ANCHORAGE (AP) -- Officials of two state agencies say they have learned that state law requires operators of snowmobiles and all terrain vehicles to possess a driver's license, unless the machines are driven on private property.
Spokesmen at the Department of Natural Resources and the Department of Transportation said they only recently became aware of the law. They have since produced a brochure listing the license requirement.
The minimum age for a driver's license in Alaska is 16. A person can get a learner's permit at 14, but the permit requires supervision by a licensed driver.
Pete Panarese, a Department of Natural Resources official who oversees law enforcement in state parks, said he was embarrassed that the law was a revelation to him. He has since found out the law has been on the books since 1978.
''It's not unheard of for regulations to lie in the shadows,'' Panarese said.
''We expected that this would raise some eyebrows,'' said Jim Renkert, chief snowmobile trails official at the department.
Many Alaska State Troopers say the requirement is news to them.
Alaska State Trooper spokesman Greg Wilkinson said the new interpretation of the old law will probably have little effect, given that it is ''not a high enforcement priority.''
That especially holds true in the Bush, he said, where few people have licenses and snowmobiles and ATVs are the chief mode of overland travel.
Even in the state's recreation hot spots, such as the Big Lake area, troopers are unlikely to enforce the law unless a snowmobile operator is behaving badly, he said.
Paul Prusak, northern region planning manager for the Department of Transportation, discovered the law about a year and a half ago as part of an expanding study of winter transportation.

STORED DATA
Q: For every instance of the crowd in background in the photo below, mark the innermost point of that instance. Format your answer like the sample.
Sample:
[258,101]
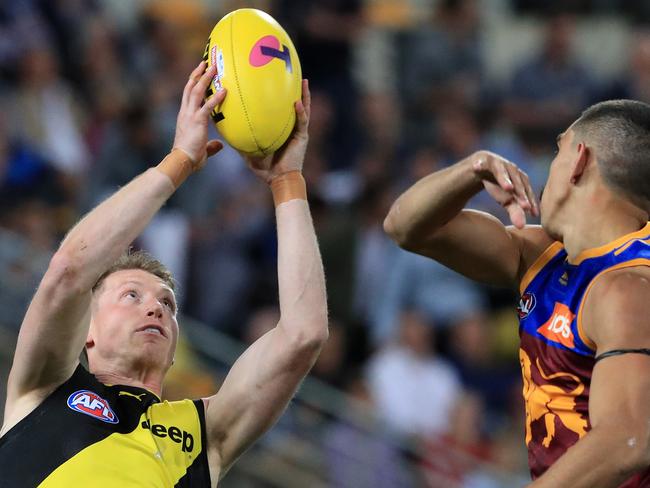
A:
[89,92]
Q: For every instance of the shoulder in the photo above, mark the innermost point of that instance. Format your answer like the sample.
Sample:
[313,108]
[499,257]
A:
[616,307]
[534,246]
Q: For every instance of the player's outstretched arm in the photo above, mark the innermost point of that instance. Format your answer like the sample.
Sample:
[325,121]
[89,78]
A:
[429,219]
[614,318]
[265,377]
[55,326]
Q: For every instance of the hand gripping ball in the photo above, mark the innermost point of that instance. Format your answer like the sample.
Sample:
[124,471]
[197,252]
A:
[257,63]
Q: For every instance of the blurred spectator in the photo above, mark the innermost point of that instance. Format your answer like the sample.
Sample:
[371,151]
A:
[443,61]
[375,254]
[415,391]
[635,82]
[426,287]
[223,272]
[451,458]
[470,349]
[324,33]
[357,453]
[551,89]
[45,113]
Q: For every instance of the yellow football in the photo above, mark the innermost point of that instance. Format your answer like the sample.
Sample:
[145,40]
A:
[258,64]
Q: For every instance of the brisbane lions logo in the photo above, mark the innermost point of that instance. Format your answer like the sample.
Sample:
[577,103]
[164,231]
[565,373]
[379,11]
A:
[526,305]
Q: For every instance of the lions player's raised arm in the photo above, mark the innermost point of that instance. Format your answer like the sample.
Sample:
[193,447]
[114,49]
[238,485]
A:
[429,219]
[55,326]
[266,376]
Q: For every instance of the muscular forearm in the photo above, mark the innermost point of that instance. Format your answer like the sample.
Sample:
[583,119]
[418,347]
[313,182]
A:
[303,302]
[601,459]
[104,233]
[432,202]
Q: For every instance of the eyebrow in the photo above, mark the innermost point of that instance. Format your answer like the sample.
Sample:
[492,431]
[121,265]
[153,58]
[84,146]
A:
[165,289]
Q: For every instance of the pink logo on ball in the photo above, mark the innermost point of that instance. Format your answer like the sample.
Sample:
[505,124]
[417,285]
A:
[266,49]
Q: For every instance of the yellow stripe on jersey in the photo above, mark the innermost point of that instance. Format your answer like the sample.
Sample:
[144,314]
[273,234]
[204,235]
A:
[626,264]
[599,251]
[539,263]
[157,453]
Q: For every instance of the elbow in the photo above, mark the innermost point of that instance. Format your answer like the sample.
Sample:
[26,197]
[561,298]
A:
[636,453]
[63,273]
[631,453]
[308,341]
[394,230]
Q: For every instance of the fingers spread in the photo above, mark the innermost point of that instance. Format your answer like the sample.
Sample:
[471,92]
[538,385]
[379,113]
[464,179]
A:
[502,176]
[198,90]
[306,97]
[195,75]
[213,147]
[520,190]
[534,207]
[212,102]
[517,215]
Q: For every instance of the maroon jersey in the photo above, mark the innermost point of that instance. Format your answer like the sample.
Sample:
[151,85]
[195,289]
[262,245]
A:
[555,355]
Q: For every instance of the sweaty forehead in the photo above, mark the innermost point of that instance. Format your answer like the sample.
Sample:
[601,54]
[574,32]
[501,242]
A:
[137,277]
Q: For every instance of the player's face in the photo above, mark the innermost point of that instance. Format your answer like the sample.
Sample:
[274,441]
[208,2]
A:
[558,184]
[134,319]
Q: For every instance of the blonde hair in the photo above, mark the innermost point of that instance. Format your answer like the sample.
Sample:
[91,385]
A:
[138,260]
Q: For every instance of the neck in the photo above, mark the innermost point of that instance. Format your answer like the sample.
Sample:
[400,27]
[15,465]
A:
[606,220]
[148,379]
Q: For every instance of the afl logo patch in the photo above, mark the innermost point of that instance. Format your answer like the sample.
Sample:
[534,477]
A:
[90,403]
[526,305]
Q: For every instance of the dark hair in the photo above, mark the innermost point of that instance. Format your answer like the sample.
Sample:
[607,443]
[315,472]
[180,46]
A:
[619,130]
[138,260]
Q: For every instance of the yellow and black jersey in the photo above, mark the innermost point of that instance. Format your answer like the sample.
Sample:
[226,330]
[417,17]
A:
[556,356]
[90,434]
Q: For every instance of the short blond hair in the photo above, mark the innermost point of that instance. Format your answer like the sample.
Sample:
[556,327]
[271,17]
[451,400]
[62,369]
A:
[138,260]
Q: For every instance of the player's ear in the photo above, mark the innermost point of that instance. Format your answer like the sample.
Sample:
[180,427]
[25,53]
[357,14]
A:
[580,161]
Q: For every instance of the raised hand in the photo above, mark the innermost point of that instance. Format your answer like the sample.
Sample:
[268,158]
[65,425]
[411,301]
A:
[194,117]
[508,185]
[291,155]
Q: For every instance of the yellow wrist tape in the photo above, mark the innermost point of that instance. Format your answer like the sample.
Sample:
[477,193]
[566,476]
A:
[177,165]
[288,186]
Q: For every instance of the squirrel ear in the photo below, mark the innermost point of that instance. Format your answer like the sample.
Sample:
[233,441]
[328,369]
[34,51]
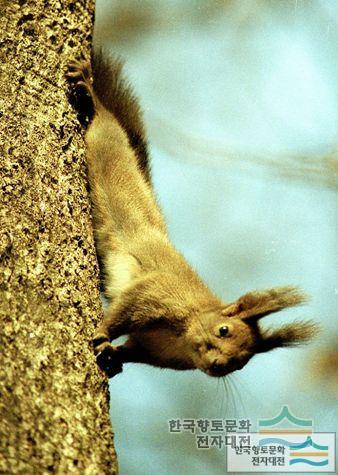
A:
[258,304]
[292,334]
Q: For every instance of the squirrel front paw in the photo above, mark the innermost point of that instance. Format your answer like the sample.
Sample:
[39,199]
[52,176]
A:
[109,360]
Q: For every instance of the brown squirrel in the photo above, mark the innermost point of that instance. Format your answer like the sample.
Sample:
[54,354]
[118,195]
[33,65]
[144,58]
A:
[171,317]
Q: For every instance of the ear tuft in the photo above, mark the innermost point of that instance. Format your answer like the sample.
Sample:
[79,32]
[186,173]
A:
[292,334]
[258,304]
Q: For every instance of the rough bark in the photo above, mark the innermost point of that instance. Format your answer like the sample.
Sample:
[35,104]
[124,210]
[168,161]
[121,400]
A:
[54,415]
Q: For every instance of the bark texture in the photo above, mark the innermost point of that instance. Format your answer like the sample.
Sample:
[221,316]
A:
[54,413]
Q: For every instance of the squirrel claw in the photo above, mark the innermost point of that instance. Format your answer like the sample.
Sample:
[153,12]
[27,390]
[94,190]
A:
[109,362]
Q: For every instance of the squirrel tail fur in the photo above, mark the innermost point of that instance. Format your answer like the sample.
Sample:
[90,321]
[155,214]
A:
[105,81]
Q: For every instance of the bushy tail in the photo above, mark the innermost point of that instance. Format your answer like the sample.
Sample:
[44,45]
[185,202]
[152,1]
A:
[115,94]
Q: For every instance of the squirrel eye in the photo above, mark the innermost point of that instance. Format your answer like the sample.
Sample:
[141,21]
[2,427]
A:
[223,331]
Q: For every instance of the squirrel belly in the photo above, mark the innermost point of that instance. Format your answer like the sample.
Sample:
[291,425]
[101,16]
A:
[172,318]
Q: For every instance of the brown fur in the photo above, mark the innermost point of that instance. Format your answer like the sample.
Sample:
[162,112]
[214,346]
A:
[173,320]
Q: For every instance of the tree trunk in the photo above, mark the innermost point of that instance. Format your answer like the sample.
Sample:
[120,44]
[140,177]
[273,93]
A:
[54,413]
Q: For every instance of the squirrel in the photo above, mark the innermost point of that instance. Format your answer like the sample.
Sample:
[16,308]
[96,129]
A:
[172,319]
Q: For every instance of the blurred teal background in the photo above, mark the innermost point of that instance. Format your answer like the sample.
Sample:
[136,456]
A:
[240,101]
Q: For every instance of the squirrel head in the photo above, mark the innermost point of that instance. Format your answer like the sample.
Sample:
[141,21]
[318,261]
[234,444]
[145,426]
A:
[224,339]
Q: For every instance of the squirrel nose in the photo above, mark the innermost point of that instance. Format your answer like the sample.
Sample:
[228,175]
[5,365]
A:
[217,368]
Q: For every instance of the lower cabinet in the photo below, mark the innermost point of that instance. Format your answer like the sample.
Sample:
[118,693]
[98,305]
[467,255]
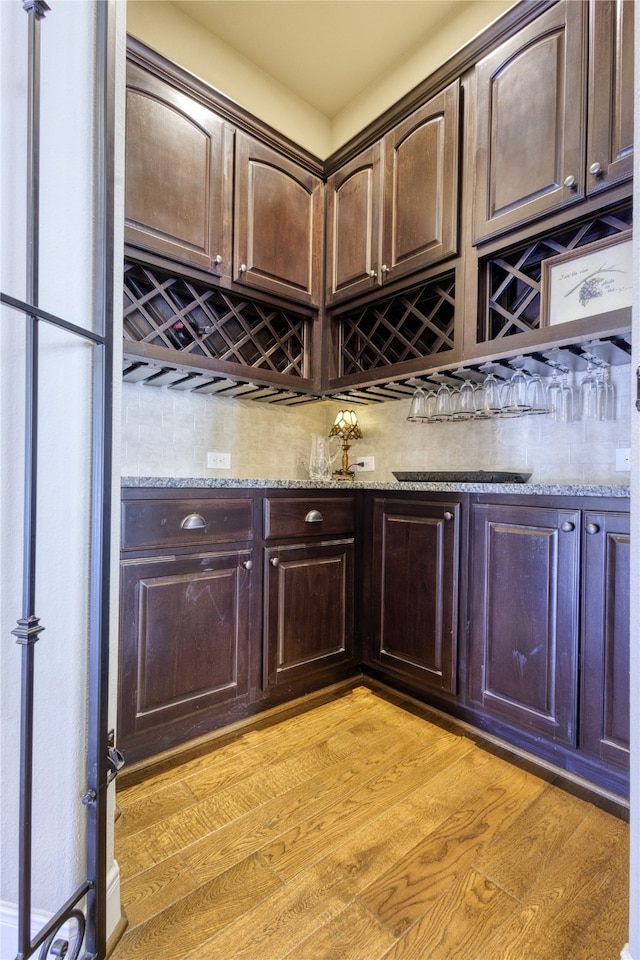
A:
[549,633]
[510,612]
[184,646]
[308,608]
[604,725]
[523,614]
[309,588]
[414,576]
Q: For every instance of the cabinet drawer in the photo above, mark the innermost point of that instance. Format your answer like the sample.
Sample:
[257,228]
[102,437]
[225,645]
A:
[308,516]
[147,524]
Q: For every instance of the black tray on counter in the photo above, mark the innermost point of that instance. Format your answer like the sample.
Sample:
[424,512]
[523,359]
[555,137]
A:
[460,476]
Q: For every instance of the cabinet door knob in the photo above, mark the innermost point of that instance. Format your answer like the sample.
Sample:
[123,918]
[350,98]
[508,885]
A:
[193,521]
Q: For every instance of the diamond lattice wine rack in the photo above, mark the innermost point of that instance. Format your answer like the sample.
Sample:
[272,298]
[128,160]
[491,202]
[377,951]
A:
[510,281]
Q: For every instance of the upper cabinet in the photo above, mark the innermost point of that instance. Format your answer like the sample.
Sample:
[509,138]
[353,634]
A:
[541,143]
[278,223]
[393,209]
[610,122]
[199,191]
[530,147]
[179,157]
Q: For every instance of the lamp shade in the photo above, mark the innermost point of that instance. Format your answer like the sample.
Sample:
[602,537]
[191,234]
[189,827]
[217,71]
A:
[346,426]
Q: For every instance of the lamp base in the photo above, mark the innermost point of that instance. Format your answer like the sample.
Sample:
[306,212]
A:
[342,475]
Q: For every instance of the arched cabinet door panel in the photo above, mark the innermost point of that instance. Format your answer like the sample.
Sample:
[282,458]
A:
[531,113]
[421,187]
[278,223]
[178,175]
[353,226]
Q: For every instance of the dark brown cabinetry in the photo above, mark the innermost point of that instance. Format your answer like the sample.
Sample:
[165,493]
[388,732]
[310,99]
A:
[604,726]
[393,209]
[611,87]
[278,223]
[309,587]
[414,590]
[523,612]
[540,146]
[179,172]
[194,181]
[186,631]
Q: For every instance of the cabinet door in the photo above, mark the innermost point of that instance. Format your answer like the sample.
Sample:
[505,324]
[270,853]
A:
[531,119]
[611,86]
[353,226]
[524,581]
[309,608]
[604,729]
[415,590]
[184,645]
[421,187]
[178,175]
[278,223]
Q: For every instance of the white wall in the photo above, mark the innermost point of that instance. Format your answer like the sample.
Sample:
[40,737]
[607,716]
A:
[64,448]
[633,950]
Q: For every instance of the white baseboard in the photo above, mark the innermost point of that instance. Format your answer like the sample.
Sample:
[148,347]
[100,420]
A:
[9,928]
[9,917]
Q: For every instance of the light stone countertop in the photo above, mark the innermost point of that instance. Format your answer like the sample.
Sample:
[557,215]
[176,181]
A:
[394,486]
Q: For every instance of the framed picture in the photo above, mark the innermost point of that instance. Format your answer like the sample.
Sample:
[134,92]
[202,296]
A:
[588,281]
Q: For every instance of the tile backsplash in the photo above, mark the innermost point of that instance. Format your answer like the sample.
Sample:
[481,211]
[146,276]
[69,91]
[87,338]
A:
[169,433]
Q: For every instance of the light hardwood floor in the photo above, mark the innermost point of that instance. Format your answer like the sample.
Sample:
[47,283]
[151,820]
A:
[360,830]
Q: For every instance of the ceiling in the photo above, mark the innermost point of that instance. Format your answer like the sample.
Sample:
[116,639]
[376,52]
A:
[325,51]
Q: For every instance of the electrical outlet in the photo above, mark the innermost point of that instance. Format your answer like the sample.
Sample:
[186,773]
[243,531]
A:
[623,459]
[219,461]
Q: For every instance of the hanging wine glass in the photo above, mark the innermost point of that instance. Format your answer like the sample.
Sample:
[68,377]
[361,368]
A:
[491,401]
[537,398]
[606,400]
[589,394]
[515,399]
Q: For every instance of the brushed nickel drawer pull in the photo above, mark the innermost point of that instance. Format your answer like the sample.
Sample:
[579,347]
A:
[193,521]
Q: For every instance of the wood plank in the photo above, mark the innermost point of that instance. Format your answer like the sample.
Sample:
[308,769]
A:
[150,846]
[560,904]
[191,920]
[463,833]
[352,935]
[248,834]
[528,847]
[404,894]
[296,849]
[156,889]
[450,928]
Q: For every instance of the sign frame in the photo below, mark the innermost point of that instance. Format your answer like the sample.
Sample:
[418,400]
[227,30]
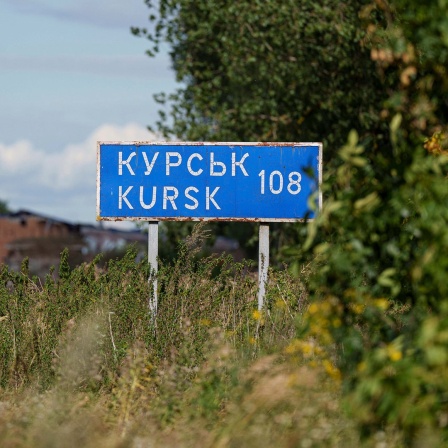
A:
[208,144]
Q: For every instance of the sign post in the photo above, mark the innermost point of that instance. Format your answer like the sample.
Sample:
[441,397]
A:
[185,181]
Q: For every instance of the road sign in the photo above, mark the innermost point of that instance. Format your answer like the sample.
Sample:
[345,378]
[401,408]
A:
[264,182]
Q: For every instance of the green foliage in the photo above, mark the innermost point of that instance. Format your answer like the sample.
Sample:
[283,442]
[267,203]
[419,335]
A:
[379,249]
[267,70]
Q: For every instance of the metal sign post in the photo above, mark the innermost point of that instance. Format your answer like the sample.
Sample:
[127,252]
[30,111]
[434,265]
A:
[258,182]
[153,251]
[263,262]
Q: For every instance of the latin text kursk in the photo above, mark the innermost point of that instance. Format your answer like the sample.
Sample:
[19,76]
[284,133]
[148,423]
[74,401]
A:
[196,166]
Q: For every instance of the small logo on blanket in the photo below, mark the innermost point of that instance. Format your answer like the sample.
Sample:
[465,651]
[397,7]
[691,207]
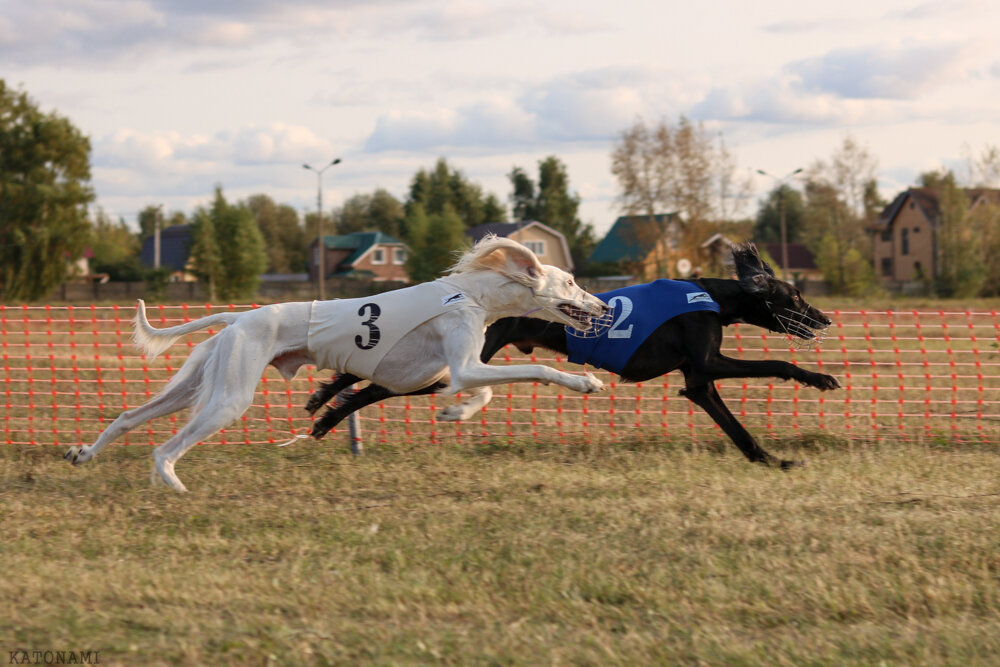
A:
[698,297]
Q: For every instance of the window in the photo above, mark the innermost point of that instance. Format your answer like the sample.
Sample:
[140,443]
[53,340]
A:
[537,247]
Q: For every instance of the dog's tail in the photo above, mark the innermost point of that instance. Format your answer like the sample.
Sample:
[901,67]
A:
[154,341]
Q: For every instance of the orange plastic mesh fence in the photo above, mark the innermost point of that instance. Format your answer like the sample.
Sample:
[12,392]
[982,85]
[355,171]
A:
[68,371]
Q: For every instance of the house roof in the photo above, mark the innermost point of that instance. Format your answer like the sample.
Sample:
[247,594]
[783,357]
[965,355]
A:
[927,200]
[507,228]
[624,240]
[799,256]
[175,248]
[359,243]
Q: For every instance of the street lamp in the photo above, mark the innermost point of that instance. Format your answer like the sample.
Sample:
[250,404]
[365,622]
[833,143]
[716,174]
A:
[320,246]
[780,182]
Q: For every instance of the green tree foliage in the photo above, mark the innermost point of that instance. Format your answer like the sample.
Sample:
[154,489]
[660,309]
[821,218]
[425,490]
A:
[767,226]
[284,238]
[152,215]
[44,192]
[839,206]
[443,187]
[379,211]
[552,204]
[680,168]
[116,249]
[962,264]
[228,249]
[432,239]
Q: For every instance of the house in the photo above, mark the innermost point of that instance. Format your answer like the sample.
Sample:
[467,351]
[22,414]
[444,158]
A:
[904,237]
[549,244]
[370,255]
[644,245]
[175,252]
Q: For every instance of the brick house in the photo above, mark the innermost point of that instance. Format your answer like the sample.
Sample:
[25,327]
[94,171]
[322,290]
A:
[369,255]
[904,237]
[549,244]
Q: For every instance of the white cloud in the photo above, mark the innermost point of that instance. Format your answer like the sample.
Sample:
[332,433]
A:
[171,152]
[879,71]
[592,105]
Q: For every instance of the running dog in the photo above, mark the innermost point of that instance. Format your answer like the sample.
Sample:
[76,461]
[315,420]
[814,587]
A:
[426,335]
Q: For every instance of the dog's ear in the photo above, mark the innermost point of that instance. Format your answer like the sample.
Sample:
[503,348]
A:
[515,261]
[752,271]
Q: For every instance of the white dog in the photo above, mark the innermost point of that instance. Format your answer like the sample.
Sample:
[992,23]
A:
[404,340]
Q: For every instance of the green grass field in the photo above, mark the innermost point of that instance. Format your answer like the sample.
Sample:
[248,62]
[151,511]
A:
[629,531]
[480,553]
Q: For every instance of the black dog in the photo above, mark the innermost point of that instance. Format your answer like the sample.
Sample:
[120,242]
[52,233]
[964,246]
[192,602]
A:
[689,342]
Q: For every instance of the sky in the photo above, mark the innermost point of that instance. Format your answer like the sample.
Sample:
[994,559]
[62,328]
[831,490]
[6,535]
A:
[178,96]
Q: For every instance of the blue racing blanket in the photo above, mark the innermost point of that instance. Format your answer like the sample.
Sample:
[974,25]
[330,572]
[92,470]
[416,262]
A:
[638,311]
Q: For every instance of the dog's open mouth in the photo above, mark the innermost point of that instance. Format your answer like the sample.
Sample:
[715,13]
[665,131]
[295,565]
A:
[578,315]
[804,330]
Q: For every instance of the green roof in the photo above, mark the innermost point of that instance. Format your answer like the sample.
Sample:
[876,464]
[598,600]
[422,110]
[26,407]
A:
[359,242]
[623,242]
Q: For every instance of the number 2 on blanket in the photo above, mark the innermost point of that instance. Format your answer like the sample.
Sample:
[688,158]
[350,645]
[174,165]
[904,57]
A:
[373,333]
[616,331]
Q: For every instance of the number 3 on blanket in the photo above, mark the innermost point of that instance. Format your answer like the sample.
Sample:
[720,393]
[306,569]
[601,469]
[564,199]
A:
[373,332]
[616,331]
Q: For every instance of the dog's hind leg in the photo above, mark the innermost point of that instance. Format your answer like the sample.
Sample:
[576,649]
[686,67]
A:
[220,411]
[327,390]
[478,398]
[177,395]
[707,398]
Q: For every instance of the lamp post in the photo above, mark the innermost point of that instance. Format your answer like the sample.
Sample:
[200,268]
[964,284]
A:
[780,182]
[320,246]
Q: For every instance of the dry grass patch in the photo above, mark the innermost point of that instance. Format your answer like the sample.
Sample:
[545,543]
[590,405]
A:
[507,554]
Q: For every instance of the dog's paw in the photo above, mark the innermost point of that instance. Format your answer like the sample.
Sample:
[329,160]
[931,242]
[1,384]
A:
[591,384]
[313,404]
[454,413]
[77,455]
[824,382]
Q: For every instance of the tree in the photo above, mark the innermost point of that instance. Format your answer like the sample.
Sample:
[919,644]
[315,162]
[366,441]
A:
[839,206]
[228,249]
[962,264]
[433,240]
[767,227]
[44,192]
[116,249]
[679,169]
[379,211]
[442,187]
[284,238]
[552,204]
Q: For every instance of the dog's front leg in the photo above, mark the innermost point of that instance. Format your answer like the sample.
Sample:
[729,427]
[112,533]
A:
[478,399]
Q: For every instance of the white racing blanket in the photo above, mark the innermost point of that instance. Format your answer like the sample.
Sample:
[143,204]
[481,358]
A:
[353,335]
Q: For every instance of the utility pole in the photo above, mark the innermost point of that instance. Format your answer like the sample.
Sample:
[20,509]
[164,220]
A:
[320,246]
[157,223]
[781,216]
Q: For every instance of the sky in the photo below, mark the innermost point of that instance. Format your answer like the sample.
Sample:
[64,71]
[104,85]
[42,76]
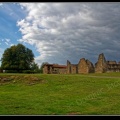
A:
[57,32]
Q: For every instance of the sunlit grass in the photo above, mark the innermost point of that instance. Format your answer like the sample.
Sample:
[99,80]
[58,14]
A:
[78,94]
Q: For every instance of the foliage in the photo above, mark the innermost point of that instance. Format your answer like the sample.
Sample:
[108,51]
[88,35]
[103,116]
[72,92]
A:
[17,57]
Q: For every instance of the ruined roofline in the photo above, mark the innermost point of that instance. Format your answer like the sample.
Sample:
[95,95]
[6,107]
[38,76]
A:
[56,65]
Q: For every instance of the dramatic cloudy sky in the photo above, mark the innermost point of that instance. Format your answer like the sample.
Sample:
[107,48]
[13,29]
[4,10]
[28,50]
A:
[57,32]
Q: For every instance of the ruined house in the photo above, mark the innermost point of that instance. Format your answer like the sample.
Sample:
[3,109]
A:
[106,66]
[54,69]
[101,65]
[83,66]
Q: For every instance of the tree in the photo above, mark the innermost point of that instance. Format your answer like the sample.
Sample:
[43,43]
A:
[17,57]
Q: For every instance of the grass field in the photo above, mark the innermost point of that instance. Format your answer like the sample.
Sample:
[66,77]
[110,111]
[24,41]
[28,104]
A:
[76,94]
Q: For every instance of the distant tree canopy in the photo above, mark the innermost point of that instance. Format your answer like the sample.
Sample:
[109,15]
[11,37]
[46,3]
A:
[17,57]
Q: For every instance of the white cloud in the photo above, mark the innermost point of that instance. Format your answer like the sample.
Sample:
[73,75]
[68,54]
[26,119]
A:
[62,31]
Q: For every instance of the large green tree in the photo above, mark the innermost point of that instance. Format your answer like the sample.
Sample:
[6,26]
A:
[17,57]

TASK DIRECTIONS
In the news report on the snowmobile license law, since what year has the law been on the books? Please answer in a few words.

EXPECTED ANSWER
Since 1978.